Passage fourni =>
Dans un livre dénommé
Le lieu rêvé devrait être salubre, pittoresque, et de tellement peu d’importance au point de vue économique et politique qu’il ne viendrait à personne l’idée de gaspiller une bombe atomique pour le ravager. Ses habitants devraient être des hommes endurcis dont la race a survécu aux innombrables fléaux du passé et se trouver douée d’une philosophie assez opérante pour surmonter la terreur d’un futur imprévisible.
J. P. Mac Eloy croit avoir découvert l’endroit rêvé – tout au moins pour ce qui le concerne. C’est un village du nom de Chichicastenango, situé à l’écart, sur les hauts plateaux du Guatemala, à 7 000. pieds au-dessus du niveau de la mer. Des ravins l’entourent de tous côtés, il est gardé par un cercle de collines rocailleuses.
Les habitants de ce village sont des indiens Quiche, des survivants de la grande race Maya. Les conquistadors espagnols n’ont pu parvenir à les exterminer, ni les bons pères à les pacifier. Les tremblements de terre n’en ont pas eu raison, pas davantage les inondations, etc. Lorsque la lave des volcans recouvrait leurs villages, ils se déterraient par leurs propres moyens et s’en allaient, provocants, semer leur blé au bord des cratères fumants – ils le font encore.
Le voisin de notre voyageur, quand il revint pour s’établir en ce lieu écarté, était un certain indien Quiche-Maya qui manquait de coiffure et de chaussures, mais vivait ce qui est considéré à Chichicastenango comme une existence confortable avec un minimum de dépense d’énergie. Les orchidées sont son gagne-pain. Le matin il descend dans le ravin le plus proche et cueille une branche d’orchidées. Puis il tourne autour de l’auberge indienne et offre sa branche avec indifférence, mais avec dignité. Lorsqu’un touriste lui demande son prix, il sourit et indique la première somme fantastique – pour l’endroit – qui lui vient à l’esprit – parfois 50 cents. Mac Eloy commit une fois l’erreur, ne connaissant pas les habitudes du pays, de lui accorder le prix réclamé (n’importe quel fleuriste de New-York aurait payé la branche 20 dollars). Il mit les 50 cents dans sa poche et s’en alla tout déconfit ; sa journée était gâtée, il n’avait plus d’excuse pour errer autour de l’hôtellerie, contemplant ces étrangers à l’aspect curieux, en culotte de golf et la caméra en bandoulière. D’ordinaire, il garde ses orchidées jusqu’à la chute du jour où il les cède alors pour 15 cents, son tout-tout dernier prix.

Travail à réaliser =>
**1.** Selon le passage sur Chichicastenango, de quoi le voisin indien Quiche-Maya tire-t-il son gagne-pain ?
**2.** Poursuivez la rédaction du passage sur Chichicastenango à la suite de sa dernière phrase.

Entrées répertoriées =>
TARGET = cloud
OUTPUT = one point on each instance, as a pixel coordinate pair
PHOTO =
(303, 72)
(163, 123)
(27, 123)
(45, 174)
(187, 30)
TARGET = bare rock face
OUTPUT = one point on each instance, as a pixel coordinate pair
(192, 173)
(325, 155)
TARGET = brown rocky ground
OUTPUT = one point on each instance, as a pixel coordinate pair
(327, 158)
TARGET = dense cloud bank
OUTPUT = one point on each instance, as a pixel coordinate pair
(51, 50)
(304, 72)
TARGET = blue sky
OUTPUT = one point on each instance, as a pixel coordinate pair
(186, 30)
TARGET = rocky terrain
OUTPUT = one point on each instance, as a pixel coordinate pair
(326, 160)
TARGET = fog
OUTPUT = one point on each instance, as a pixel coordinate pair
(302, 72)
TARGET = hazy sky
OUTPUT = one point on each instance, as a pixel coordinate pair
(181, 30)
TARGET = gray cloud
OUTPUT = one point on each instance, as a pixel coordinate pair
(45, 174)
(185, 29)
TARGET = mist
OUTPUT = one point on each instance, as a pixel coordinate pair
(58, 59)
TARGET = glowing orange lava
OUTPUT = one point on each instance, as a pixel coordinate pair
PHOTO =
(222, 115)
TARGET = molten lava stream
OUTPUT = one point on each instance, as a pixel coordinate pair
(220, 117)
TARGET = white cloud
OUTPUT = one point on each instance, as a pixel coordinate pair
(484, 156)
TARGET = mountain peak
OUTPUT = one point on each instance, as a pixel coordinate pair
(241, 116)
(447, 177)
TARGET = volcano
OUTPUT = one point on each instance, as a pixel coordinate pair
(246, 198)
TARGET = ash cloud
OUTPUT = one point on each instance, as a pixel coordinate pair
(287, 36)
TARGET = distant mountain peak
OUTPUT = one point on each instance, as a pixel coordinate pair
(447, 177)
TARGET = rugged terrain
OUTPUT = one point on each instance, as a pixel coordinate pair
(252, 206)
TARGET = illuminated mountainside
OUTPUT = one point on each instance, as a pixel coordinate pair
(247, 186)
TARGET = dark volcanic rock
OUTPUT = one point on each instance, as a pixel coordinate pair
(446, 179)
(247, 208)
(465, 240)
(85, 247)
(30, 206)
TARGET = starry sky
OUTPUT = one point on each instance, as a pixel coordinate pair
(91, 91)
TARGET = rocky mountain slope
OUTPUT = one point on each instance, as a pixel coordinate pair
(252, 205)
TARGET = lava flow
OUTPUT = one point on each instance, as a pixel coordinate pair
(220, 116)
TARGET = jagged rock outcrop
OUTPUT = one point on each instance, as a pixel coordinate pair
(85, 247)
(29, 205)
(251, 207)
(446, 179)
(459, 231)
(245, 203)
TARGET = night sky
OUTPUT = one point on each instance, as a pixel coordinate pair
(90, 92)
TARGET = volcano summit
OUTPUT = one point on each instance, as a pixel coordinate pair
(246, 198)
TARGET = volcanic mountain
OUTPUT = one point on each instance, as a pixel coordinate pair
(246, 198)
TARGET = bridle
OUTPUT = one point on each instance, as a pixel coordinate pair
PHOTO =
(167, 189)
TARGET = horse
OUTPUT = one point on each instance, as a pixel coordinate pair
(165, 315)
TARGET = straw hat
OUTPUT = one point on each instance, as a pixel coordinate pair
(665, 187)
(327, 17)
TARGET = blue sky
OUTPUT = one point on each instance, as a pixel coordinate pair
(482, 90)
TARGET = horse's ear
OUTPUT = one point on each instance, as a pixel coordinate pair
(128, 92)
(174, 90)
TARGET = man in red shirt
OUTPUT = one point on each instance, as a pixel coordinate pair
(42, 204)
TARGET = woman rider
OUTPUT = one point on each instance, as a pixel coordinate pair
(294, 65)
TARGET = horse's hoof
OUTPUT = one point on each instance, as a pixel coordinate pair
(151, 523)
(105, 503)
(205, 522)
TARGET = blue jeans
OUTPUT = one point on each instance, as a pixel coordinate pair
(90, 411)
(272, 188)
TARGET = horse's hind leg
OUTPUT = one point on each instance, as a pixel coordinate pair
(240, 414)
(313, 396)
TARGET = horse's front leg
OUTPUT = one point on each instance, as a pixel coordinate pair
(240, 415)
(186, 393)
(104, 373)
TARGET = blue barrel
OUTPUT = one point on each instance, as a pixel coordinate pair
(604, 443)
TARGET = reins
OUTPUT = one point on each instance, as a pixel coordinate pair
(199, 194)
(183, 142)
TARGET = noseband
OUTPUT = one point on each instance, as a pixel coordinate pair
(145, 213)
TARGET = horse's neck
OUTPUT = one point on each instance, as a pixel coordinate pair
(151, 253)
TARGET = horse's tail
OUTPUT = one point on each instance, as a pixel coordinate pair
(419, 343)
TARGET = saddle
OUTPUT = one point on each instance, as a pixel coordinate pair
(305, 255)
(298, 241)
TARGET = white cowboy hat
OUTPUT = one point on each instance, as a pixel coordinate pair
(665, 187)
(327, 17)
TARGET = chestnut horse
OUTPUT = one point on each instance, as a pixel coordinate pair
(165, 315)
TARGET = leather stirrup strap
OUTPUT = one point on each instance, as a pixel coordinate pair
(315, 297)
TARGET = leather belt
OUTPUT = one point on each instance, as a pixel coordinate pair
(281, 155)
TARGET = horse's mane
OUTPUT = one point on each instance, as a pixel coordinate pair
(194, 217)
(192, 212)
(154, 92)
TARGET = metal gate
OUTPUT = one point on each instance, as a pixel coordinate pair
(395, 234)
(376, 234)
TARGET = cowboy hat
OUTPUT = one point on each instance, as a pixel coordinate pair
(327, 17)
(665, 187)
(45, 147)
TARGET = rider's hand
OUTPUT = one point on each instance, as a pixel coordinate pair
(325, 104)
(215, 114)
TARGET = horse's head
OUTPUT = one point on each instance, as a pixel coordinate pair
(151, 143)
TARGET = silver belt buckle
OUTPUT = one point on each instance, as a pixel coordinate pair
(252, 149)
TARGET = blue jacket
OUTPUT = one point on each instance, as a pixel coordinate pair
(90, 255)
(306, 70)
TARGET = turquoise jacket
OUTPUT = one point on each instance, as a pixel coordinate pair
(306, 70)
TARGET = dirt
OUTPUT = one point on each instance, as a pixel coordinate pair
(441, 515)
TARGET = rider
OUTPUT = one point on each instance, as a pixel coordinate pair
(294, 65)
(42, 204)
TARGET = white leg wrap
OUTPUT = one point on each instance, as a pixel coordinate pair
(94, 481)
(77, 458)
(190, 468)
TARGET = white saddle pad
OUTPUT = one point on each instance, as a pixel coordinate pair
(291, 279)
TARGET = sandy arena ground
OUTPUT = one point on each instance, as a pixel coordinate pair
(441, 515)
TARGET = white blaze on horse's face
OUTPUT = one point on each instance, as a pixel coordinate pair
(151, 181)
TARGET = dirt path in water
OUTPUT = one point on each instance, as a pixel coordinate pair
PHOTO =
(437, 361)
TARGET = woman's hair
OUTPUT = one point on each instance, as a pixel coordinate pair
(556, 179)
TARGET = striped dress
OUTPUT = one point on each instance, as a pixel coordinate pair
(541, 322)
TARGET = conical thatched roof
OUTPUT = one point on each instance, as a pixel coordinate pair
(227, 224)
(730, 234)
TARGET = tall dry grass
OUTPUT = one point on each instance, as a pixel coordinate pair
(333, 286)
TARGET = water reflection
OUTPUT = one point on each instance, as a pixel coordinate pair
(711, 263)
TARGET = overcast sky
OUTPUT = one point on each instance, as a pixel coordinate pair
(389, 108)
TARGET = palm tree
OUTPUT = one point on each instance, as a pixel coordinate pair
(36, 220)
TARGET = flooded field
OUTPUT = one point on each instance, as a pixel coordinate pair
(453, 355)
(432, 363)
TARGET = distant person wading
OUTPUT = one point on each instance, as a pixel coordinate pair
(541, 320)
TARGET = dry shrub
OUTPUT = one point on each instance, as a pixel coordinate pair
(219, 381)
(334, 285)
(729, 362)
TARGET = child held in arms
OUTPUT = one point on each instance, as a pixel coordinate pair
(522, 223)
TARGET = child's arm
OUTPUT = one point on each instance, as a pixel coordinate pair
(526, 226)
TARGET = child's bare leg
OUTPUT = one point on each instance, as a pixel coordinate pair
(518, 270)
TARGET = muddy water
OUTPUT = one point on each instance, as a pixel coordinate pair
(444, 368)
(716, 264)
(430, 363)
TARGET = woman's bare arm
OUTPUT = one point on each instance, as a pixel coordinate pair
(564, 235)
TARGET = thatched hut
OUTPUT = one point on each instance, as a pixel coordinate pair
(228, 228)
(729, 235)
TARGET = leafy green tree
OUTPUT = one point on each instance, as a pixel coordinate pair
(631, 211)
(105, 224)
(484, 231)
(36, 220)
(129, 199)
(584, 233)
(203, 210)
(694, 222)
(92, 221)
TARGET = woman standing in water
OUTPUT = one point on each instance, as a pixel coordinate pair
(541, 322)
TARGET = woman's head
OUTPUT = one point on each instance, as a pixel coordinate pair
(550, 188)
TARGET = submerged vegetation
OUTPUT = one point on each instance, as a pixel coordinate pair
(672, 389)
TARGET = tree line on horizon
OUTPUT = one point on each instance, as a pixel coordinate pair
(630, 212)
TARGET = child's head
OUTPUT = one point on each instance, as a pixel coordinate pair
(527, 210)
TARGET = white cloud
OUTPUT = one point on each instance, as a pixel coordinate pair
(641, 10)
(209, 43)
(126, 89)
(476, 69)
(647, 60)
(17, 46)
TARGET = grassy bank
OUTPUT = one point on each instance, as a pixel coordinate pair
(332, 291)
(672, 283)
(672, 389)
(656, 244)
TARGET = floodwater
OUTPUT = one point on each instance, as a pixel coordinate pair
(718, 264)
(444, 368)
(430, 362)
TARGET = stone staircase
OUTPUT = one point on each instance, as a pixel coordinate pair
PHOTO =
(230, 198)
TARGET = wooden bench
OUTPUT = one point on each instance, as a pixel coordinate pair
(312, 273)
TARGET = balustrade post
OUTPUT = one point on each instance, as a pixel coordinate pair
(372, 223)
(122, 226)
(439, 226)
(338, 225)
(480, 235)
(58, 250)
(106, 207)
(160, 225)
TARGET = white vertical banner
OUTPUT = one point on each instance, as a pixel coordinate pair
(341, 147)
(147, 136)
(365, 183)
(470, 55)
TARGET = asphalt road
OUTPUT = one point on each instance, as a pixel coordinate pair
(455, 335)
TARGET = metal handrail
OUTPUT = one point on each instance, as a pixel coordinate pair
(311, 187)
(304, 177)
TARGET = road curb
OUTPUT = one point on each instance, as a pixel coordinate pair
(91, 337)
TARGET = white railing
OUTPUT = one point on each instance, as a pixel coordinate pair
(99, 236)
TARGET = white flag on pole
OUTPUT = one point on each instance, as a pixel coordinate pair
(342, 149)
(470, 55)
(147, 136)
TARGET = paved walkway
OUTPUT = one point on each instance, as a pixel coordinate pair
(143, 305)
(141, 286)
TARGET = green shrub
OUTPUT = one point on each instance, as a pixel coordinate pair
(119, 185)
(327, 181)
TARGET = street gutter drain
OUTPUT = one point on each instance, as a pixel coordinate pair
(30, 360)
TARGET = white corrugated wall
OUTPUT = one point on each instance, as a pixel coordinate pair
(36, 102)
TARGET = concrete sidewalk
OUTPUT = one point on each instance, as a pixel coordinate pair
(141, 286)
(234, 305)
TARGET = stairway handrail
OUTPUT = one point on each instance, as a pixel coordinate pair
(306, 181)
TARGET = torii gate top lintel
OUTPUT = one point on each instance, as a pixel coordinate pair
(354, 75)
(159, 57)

Résultats attendus =>
**1.** Des orchidées.

**2.**
L’indien du Guatemala est peut-être l’être humain le moins bruyant et rien n’est plus amusant que la stupéfaction des touristes lorsqu’ils entrent en contact avec cette race sombre et sévère. Voici un important marché du dimanche matin, la vieille place en face de l’église est pleine à craquer d’indiens. Il y en a peut-être 5 000 et on les entend à peine. Mêlez-vous à un groupe de ces hommes en train de marchander, vous n’entendrez qu’un murmure s’élevant de temps à autre et entre de longs silences, une sorte de grognement monosyllabique. Les transactions commerciales s’opèrent de la même façon : un jeu de paupières, un mouvement des épaules, un regard furtif échangé entre l’acheteur et sa compagne. Finalement, et par un procédé trop subtil pour qu’on s’en rende compte, cette primitive guerre des nerfs cesse, la résistance du vendeur est vaincue, la dernière offre acceptée et l’affaire conclue.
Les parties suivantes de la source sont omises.